Texto:
Todo ello brindó un nuevo impulso al militarismo en África, que nunca se erradicó de raíz. Preocupa ver cómo la población africana confía cada vez menos en la democracia como forma deseable de gobierno. De acuerdo con un sondeo realizado por Afrobarometer, apenas el 37% de los ciudadanos africanos está satisfecho con el funcionamiento de la democracia en sus países.
Como se mencionó al inicio del artículo, en el 2021, circunstancias locales han alimentado a las élites militares para hacerse del poder: en Guinea, para poner fin a un controvertido tercer mandato del presidente Alpha Condé. En Malí, un golpe dentro de un golpe tras el fracaso de la transición democrática boicoteada por los mismos militares. En Chad, para asegurar la continuidad del régimen tras la muerte de Idriss Deby, cuando su hijo tomó el poder sin pasar por la Constitución.

[Datos de localización de frases]
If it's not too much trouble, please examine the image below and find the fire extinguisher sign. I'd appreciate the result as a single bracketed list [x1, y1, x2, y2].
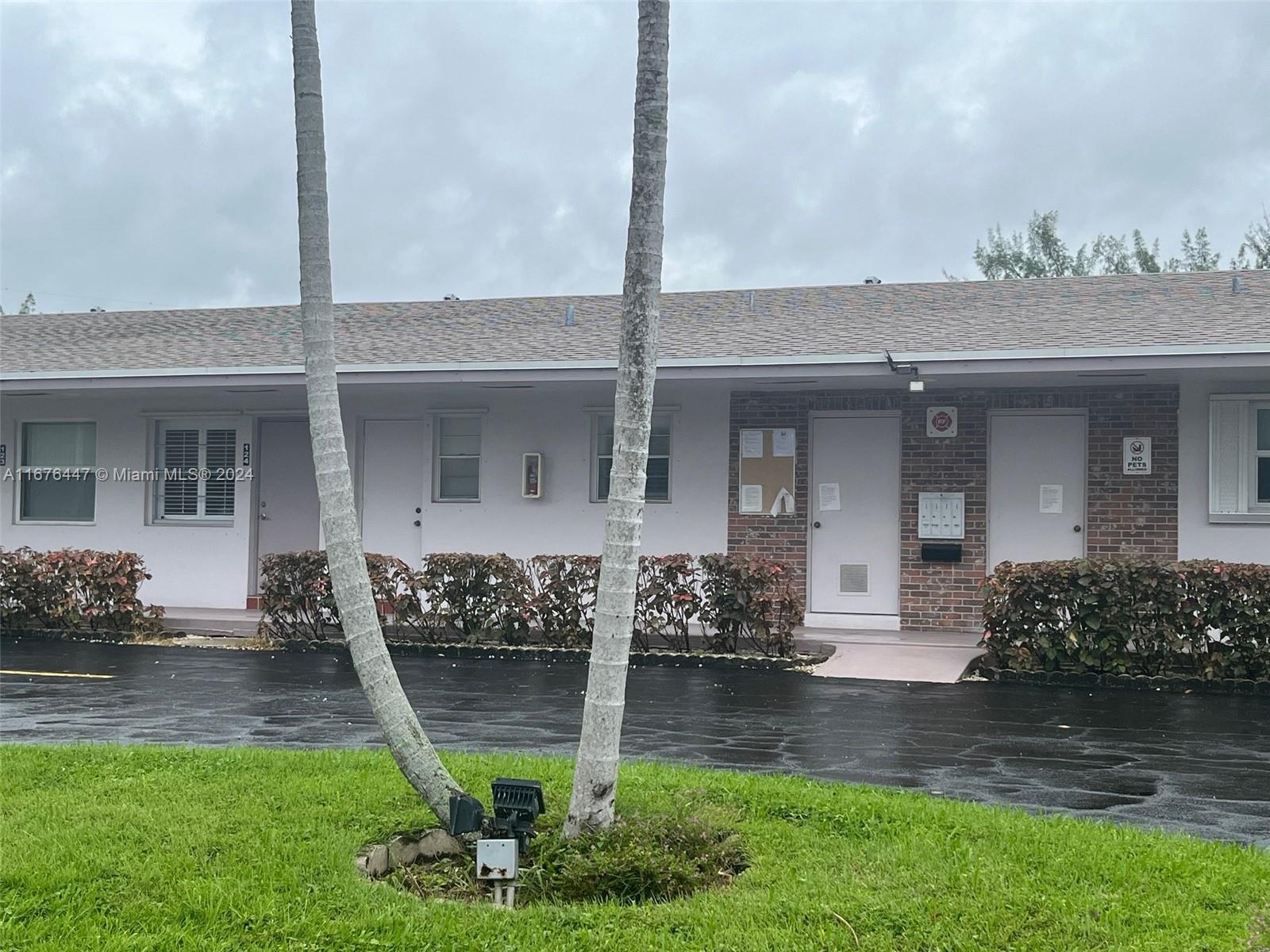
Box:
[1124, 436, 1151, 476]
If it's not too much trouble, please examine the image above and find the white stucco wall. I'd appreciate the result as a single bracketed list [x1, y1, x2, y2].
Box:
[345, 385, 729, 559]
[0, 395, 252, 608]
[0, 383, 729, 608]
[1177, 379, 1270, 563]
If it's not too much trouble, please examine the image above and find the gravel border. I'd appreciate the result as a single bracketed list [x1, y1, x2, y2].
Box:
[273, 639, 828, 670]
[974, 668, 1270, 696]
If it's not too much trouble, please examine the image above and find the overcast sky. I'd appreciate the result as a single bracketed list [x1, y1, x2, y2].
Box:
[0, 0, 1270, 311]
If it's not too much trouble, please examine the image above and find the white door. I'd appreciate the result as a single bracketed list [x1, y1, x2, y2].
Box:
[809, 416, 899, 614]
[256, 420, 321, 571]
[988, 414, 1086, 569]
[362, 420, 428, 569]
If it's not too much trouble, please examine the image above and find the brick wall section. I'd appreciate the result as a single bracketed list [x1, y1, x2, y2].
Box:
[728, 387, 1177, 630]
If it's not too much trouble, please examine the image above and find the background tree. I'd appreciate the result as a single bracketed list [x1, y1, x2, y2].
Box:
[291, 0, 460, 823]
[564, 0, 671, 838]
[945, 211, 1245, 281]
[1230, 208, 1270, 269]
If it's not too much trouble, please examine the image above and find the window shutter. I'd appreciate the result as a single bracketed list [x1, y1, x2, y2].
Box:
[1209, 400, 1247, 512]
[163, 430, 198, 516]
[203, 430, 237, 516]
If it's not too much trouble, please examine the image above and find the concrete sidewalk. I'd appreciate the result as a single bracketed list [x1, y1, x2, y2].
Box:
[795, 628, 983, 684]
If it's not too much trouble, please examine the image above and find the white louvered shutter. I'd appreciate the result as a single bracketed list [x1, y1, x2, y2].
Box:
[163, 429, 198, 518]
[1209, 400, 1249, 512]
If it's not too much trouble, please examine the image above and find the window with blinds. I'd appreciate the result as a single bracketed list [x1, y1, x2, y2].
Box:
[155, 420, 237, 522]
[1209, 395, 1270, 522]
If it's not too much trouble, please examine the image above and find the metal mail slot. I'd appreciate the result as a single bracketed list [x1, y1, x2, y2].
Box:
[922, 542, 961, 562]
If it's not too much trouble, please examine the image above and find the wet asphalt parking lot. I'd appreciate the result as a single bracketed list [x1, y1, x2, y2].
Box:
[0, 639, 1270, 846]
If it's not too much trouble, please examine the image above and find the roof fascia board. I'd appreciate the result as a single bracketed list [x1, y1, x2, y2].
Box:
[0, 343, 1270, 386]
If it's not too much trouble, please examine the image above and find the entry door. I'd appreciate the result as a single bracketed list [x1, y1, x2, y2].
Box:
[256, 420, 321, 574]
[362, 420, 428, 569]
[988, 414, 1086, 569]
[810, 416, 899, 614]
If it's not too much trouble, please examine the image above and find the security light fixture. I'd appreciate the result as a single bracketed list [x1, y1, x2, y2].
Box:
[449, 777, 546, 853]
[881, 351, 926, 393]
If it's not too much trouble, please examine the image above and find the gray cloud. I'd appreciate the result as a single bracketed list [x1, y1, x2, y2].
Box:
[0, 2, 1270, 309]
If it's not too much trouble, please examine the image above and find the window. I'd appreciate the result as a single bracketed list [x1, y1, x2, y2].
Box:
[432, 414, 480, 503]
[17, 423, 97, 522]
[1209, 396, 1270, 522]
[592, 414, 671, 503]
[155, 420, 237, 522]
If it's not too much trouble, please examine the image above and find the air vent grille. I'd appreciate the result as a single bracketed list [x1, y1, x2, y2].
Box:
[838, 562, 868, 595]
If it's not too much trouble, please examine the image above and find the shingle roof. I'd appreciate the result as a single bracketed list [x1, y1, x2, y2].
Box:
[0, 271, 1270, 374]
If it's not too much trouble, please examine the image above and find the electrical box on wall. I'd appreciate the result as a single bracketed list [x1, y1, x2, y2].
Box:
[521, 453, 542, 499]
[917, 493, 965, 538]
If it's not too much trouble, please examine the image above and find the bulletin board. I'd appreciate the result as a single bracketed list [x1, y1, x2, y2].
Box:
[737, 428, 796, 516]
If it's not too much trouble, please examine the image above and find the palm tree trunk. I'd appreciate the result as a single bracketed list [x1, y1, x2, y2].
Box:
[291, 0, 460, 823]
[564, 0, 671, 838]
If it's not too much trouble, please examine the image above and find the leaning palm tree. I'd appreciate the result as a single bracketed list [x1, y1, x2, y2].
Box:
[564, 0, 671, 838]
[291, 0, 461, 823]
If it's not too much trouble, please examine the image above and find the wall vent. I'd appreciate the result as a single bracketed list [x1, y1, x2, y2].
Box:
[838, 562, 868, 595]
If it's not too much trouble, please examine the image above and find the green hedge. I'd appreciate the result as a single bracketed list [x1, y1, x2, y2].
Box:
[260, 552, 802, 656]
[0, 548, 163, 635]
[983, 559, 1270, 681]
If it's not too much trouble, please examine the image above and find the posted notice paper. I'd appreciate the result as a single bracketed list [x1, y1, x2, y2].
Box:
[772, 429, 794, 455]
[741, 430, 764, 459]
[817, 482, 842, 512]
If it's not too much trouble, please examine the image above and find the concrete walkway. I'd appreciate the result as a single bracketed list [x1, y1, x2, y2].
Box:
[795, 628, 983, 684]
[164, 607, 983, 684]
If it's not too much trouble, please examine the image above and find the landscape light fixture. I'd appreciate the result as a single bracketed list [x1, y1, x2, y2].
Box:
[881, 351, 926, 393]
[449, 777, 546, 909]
--
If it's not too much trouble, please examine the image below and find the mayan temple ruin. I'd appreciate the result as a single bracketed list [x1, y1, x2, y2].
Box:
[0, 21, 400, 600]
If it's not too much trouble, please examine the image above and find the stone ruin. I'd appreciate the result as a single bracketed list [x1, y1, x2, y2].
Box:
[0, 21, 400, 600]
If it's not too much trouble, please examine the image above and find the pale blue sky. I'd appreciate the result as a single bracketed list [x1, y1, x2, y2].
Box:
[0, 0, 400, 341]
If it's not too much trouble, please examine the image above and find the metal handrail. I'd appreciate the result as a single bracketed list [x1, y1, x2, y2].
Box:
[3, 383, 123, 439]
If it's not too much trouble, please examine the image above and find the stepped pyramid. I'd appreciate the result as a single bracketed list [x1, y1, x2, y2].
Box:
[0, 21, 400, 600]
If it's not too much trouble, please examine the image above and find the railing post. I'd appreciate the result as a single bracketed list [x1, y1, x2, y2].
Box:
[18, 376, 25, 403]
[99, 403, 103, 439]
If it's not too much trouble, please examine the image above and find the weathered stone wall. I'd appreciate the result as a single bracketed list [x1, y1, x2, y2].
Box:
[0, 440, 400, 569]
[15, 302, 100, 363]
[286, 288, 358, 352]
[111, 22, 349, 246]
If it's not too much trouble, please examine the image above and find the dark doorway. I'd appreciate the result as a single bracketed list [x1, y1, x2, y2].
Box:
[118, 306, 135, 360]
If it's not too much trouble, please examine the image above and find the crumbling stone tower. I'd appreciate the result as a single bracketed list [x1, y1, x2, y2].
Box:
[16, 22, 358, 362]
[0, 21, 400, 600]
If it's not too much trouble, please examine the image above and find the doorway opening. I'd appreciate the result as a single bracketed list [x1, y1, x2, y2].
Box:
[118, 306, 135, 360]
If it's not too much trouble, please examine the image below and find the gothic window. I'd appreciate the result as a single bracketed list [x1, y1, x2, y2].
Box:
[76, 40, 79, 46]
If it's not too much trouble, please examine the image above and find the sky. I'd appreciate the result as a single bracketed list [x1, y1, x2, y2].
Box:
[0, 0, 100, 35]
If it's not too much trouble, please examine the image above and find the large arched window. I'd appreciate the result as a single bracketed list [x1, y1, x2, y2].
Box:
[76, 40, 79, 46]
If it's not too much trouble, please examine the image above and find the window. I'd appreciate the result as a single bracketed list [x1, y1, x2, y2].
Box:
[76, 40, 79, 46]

Tareas a realizar:
(A) Traduce al inglés esta oración del texto sobre el militarismo en África: "Preocupa ver cómo la población africana confía cada vez menos en la democracia como forma deseable de gobierno."
(B) Según el texto sobre el militarismo en África, ¿qué porcentaje de los ciudadanos africanos está satisfecho con el funcionamiento de la democracia en sus países?
(C) Retoma el texto sobre el militarismo en África justo después de su última oración y sigue escribiendo.

Respuestas en orden:
(A) It is worrying to see how the African population trusts democracy less and less as a desirable form of government.

(B) Apenas el 37%.

(C)
Ante las escasas y tibias consecuencias a nivel continental e internacional, algunos analistas advierten la posibilidad de contagio a otros países africanos, especialmente a los más golpeados por la crisis económica. Y eso es justo lo que está sucediendo. El panorama político africano se visualiza turbio en los próximos meses, más si consideramos que 15 de los 20 Estados más frágiles del mundo son africanos. Y todo apunta a que los militares continúen como los principales protagonistas.
Aún quedan pendientes procesos de transición política en algunos países importantes, sobre todo en Libia, Sudán y Malí. Además, las prioridades en cuanto a la lucha antiterrorista, el control de las rutas migratorias y la competencia estratégica por los recursos naturales han alimentado la militarización de los Estados africanos.
Como podemos ver, son muchos los factores que contribuyen al fortalecimiento del militarismo en África, algunos de ellos que se vienen arrastrando desde la época de las independencias. Esto no es una buena noticia. Por el contrario, una mayor presencia de los militares en la política se traducirá, con certeza, en mayores niveles de violencia e inestabilidad.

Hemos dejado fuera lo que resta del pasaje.